======== EXCERPT TO READ ========
# ATTENTION ALL DIY’ERS – REVIEW FOR US!



## TFM (11/8/21)

We love our product and we are sure you will too. We are looking for 5 DIY’ers to mix and review our Milky Avenue one shots on ecigssa.co.za for free!

There are 6 AWESOME flavours to review.

If this is something you would like to do, please send us an inbox.

Reactions: Winner 5


----------



## Silver (11/8/21)

This sounds great

Hope the reviewers will also post here so we know what to expect!!

Reactions: Like 3


----------



## Resistance (11/8/21)

@StompieZA

Reactions: Like 1 | Thanks 1


----------



## Resistance (11/8/21)

@Room Fogger

Reactions: Like 1


----------



## Paul33 (13/8/21)

@DarthBranMuffin do it dude.

Reactions: Like 1 | Winner 2


----------



## Deemo (14/8/21)

I would definitely mix this up and give a review.

Reactions: Winner 1


----------



## Resistance (18/8/21)

Thanks TFM. It arrived safely.

Reactions: Like 2 | Winner 1


----------



## Resistance (21/8/21)

All Mixed up

Reactions: Like 1 | Winner 2


----------



## Resistance (31/8/21)

I have tested two flavours this far. Banana-and bubblegum milkshakes.
The Banana milkshake one shot.
I've mixed at 10% then upped the percentage so I could give the same type of feedback as other reviewers.

Unfortunately that didn't work so well.
For me personally the 15% was too much and when I vaped it. After about the second draw on my Zeus RTA, Vapefly Galaxies MTL RTDA, Nevoks Feelin and vapefly Kriemield 2. It was to overwhelming and flavour disappeared for me.
So I changed the two back to 10% and all went well after that.
The banana milkshake is true to its name.
Theres nothing overpowering in this blend of concentrates. On day one after mixing the vanilla ice cream was the most prominent with banana undertones and then a true as Bob banana towards the end and the exhale. Really nice and we'll balanced. By the third day it was better and after 5 days it was good enough to write a love song to.
The banana milkshake has a full body banana flavour. Sweet and ripe with the perfect balance I might add. Not overpowering the ice cream and the ice blended nicely to complete the experience.
========
_WRITTEN PROBLEM 1_: In the forum thread about reviewing Milky Avenue one shots, how many DIY'ers is TFM looking for?
_WRITTEN PROBLEM 2_: Translate this sentence from the Milky Avenue review thread into Spanish: "The banana milkshake is true to its name."
_WRITTEN PROBLEM 3_: Continue the Milky Avenue review thread, picking up right after its final sentence.
======== DATASET EXCERPTS ========
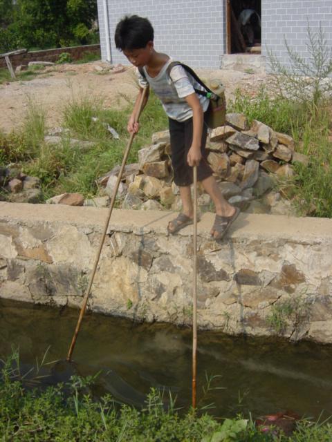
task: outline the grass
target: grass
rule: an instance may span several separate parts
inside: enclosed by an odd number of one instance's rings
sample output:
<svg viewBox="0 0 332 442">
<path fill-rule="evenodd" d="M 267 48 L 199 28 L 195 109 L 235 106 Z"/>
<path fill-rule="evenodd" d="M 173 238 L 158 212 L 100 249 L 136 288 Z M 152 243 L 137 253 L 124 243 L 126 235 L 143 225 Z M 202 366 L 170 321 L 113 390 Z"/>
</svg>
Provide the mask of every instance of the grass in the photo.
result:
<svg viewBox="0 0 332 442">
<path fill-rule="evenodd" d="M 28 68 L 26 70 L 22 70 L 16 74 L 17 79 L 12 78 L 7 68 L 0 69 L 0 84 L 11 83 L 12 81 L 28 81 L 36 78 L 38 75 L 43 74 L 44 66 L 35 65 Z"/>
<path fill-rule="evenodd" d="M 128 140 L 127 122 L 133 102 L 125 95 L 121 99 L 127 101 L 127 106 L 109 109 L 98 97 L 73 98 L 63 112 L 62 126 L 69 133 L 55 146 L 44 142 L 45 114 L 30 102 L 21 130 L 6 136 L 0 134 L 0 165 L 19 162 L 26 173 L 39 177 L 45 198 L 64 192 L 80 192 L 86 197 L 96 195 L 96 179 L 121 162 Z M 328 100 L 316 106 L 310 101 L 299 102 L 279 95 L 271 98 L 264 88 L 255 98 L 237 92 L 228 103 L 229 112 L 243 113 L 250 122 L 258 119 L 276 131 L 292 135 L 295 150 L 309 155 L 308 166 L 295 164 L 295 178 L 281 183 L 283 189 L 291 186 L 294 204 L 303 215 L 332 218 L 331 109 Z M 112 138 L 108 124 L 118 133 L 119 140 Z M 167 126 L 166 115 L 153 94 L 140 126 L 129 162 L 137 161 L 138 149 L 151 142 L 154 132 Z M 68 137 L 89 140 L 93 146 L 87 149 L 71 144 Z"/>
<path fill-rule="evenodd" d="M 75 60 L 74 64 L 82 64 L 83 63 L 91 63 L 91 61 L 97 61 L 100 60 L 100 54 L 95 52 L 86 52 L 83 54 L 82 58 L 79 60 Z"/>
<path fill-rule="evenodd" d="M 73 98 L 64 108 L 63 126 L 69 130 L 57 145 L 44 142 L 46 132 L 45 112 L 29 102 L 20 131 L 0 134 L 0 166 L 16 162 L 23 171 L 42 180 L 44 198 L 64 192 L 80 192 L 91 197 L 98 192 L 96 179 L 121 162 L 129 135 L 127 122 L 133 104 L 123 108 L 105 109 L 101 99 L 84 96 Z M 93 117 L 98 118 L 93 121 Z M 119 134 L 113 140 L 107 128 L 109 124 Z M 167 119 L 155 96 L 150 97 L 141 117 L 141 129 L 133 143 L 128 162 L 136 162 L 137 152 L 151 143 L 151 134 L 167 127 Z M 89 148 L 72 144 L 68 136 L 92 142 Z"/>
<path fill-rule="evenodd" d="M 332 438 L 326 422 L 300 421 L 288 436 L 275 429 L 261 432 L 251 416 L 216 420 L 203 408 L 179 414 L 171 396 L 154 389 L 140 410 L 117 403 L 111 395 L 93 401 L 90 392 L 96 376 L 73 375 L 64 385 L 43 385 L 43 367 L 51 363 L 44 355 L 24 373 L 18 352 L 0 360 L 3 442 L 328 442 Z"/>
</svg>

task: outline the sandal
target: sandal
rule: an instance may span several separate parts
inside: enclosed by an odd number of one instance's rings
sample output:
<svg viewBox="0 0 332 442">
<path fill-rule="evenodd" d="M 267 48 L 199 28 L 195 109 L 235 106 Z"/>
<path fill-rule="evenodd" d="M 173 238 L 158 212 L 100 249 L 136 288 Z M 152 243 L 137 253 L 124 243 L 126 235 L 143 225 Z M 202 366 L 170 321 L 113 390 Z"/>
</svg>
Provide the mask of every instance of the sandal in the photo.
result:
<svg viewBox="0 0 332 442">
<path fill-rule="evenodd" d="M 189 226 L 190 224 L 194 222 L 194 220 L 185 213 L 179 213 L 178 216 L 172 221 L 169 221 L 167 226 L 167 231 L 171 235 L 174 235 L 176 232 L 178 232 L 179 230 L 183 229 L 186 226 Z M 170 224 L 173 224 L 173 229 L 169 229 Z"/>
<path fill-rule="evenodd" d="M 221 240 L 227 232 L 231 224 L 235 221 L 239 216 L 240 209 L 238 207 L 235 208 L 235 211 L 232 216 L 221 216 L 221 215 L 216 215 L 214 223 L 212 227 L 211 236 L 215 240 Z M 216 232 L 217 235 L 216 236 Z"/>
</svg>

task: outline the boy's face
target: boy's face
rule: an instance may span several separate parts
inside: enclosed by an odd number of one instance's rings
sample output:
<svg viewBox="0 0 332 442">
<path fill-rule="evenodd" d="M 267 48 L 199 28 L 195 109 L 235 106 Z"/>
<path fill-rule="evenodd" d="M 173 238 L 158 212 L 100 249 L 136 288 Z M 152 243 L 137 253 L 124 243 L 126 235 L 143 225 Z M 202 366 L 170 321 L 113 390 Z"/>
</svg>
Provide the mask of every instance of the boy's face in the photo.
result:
========
_EXERCISE RESULT 1_: Five.

_EXERCISE RESULT 2_: El batido de plátano hace honor a su nombre.

_EXERCISE RESULT 3_:
Some would want more banana or more ice cream ,but if that were to be the case then it wouldn't work as an All Day Vape and that is exactly what this is.
A really well balanced ADV. Too much of anything else would spoil this one shot and my in my personal experience with other juices. I wouldn't want to vape it for too long. The bottle 100ml lasted me as long as the steep time.
And my recommendation for steep time is 10 days.
Before that is fine ,but it pops at around ten days which isn't bad for a creamy blend. At ten days it's full on Banana milkshake on the inhale and exhale.

Would I recommend this Banana milkshake oneshot?
Most definitely.
And as a side note for the banana lovers.
This is a spot on flavour.
For the non banana lovers. It's not too rich and would be a great treat every now and then.
As for wattage. It's best to find your happy place.

Reactions: Winner 6 | Informative 1


----------



## Resistance (4/9/21)

Milky Avenue -
Bubblegum Milkshake.

Authentic, that's what it is. Nothing else can describe it in one word.
This is another well balanced and we'll blended milkshake in this range.
What you get is a true bubblegum Milkshake on the inhale and exhale.
Creamy, but not overwhelming and the bubblegum is prominent and it's left behind with a sweet sensation after exhale.
This is another all-day vape.
Tested in all the above setups with the addition of the Symba RDA.
I would say to let it steep the prescribed time, 3-5days and for best results at 10 days.

Reactions: Like 1 | Winner 3 | Informative 1


----------



## Resistance (8/9/21)

Milky avenue
Vanilla milkshake one shot.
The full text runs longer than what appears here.